** start TASK INPUT **

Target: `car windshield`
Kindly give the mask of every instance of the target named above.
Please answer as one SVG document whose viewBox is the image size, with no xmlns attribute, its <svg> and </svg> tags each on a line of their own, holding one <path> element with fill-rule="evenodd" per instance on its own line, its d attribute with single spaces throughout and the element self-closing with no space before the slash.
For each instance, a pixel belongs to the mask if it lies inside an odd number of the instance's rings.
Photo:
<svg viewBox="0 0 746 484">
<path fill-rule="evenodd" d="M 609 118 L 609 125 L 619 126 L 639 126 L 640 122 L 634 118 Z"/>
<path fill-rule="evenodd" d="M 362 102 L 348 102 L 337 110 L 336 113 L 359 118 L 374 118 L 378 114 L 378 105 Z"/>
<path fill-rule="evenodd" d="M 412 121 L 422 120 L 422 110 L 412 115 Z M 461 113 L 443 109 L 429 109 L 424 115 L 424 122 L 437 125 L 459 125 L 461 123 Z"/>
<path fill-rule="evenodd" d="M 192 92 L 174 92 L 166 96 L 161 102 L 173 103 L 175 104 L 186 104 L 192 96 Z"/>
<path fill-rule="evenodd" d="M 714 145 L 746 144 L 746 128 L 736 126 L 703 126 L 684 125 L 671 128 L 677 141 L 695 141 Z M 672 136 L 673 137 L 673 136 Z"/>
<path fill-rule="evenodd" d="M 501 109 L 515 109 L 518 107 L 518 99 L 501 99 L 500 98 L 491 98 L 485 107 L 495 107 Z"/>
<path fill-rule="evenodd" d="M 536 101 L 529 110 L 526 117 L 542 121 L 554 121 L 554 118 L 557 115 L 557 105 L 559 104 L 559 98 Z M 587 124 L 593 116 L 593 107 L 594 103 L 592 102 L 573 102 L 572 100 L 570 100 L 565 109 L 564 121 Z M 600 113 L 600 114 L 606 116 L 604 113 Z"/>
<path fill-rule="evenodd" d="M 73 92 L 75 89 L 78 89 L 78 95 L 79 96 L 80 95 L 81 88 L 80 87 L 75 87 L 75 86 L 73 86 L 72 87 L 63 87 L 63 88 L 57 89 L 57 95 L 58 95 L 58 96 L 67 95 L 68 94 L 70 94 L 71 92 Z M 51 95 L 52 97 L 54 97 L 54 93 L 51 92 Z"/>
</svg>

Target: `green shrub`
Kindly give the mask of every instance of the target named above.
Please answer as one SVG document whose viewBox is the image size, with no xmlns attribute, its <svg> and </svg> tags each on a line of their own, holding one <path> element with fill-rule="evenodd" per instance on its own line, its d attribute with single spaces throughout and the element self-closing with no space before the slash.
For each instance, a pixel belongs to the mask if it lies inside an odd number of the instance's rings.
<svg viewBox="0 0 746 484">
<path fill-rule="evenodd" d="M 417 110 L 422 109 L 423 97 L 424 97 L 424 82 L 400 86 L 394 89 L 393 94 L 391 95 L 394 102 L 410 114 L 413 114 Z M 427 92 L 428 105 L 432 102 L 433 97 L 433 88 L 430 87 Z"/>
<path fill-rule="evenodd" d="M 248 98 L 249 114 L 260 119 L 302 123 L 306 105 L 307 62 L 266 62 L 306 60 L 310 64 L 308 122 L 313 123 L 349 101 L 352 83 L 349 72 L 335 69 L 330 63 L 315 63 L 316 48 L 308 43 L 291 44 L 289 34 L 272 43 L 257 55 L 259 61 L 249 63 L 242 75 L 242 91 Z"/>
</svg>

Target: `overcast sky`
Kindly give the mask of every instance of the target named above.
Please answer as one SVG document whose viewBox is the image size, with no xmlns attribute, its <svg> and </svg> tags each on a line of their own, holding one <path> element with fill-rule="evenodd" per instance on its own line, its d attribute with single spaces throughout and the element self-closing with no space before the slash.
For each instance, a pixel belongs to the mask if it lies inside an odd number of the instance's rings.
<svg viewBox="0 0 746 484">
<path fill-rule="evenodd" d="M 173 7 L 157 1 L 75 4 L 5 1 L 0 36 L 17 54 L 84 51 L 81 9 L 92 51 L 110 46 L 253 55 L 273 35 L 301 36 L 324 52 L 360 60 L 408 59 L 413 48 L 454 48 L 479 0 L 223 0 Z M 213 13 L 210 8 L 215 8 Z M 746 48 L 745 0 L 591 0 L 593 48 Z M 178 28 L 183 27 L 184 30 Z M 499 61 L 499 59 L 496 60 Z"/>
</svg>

** end TASK INPUT **

• EXERCISE INSTRUCTIONS:
Repeat the records verbatim, starting at their first line and ending at the line that contains "501 109 L 515", with both of those lines included.

• RESPONSE TO THE EXERCISE:
Target: `car windshield`
Kindly give the mask of every instance of the target named above.
Please answer as one SVG document whose viewBox is the image size, with no xmlns attribute, its <svg> and </svg> tags each on a line of their own, holding one <path> element with fill-rule="evenodd" per instance on its own line, its d attribute with single spaces throughout and the element self-closing with no space before the slash.
For each instance, a pixel belongs to the mask if it lies inside an odd number of the instance's rings.
Photo:
<svg viewBox="0 0 746 484">
<path fill-rule="evenodd" d="M 609 118 L 609 125 L 619 126 L 639 126 L 640 122 L 634 118 Z"/>
<path fill-rule="evenodd" d="M 362 102 L 348 102 L 337 110 L 336 113 L 359 118 L 374 118 L 378 114 L 378 105 Z"/>
<path fill-rule="evenodd" d="M 412 121 L 422 120 L 422 110 L 412 115 Z M 461 113 L 443 109 L 429 109 L 424 115 L 424 122 L 437 125 L 459 125 L 461 123 Z"/>
<path fill-rule="evenodd" d="M 192 92 L 174 92 L 166 96 L 161 102 L 173 103 L 175 104 L 186 104 L 192 96 Z"/>
<path fill-rule="evenodd" d="M 714 145 L 746 144 L 746 128 L 736 126 L 703 126 L 684 125 L 671 128 L 677 141 L 695 141 Z M 672 136 L 673 137 L 673 136 Z"/>
<path fill-rule="evenodd" d="M 501 109 L 515 109 L 518 107 L 518 99 L 501 99 L 500 98 L 491 98 L 485 107 L 495 107 Z"/>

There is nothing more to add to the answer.